Source data:
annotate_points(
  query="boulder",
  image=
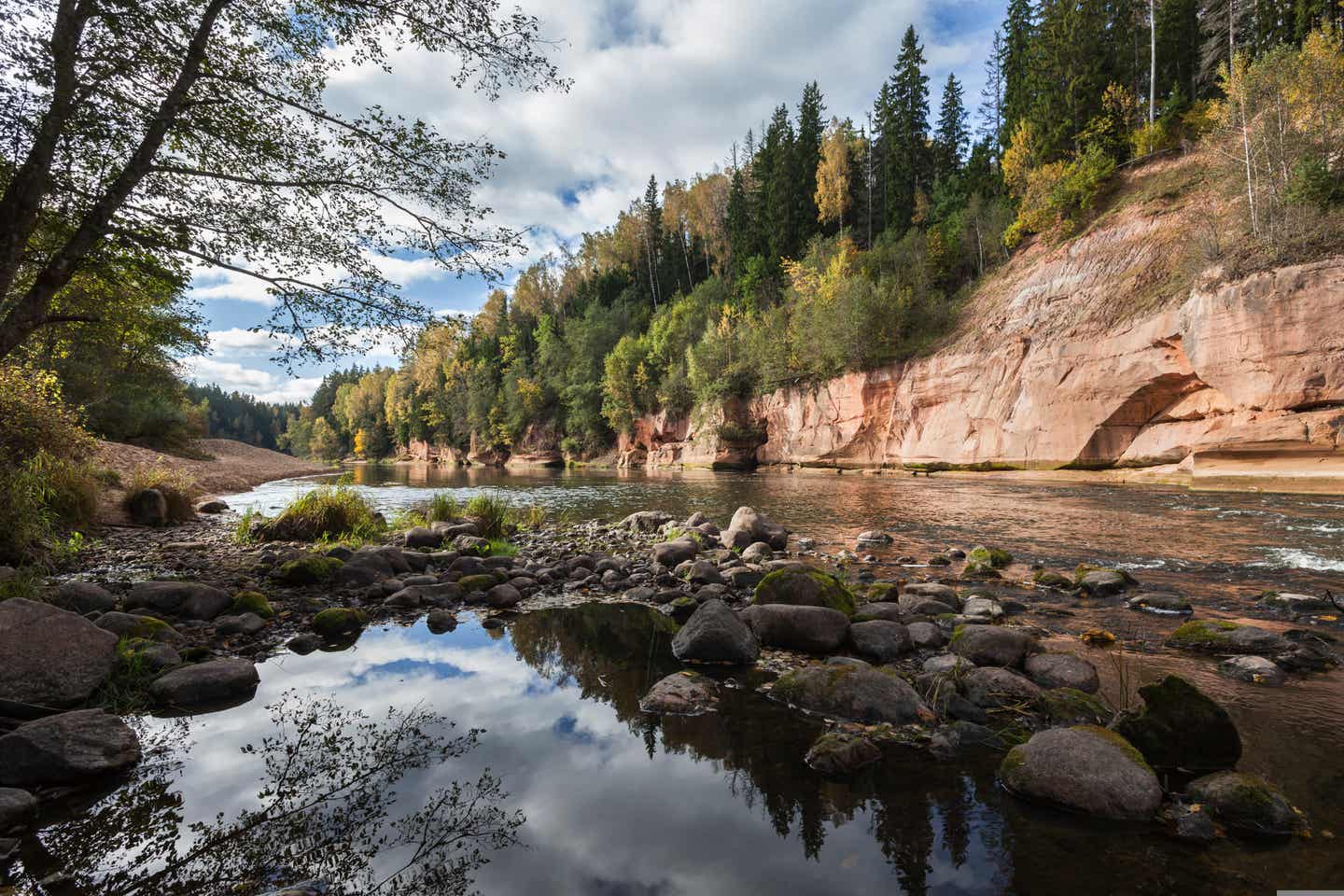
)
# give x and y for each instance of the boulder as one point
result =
(806, 589)
(880, 639)
(715, 635)
(995, 687)
(926, 636)
(51, 657)
(842, 752)
(1182, 728)
(129, 624)
(858, 693)
(669, 553)
(422, 536)
(67, 749)
(1253, 669)
(1062, 670)
(760, 528)
(1084, 768)
(808, 629)
(186, 599)
(1246, 804)
(204, 684)
(84, 596)
(18, 809)
(992, 645)
(148, 507)
(681, 693)
(503, 595)
(645, 520)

## WHAT IS NEEDED:
The task calls for repeating each line above exactly while excluding the pictures.

## RESULT OF THE TASK:
annotate_points(
  query="boulder",
  image=
)
# give x and y for each instance of the boulder as one point
result =
(806, 589)
(880, 639)
(715, 635)
(995, 687)
(926, 636)
(51, 657)
(842, 752)
(1182, 728)
(129, 624)
(858, 693)
(669, 553)
(422, 536)
(67, 749)
(1253, 669)
(1062, 670)
(760, 528)
(1084, 768)
(808, 629)
(186, 599)
(1246, 804)
(204, 684)
(84, 596)
(18, 809)
(992, 645)
(148, 507)
(681, 693)
(503, 595)
(645, 520)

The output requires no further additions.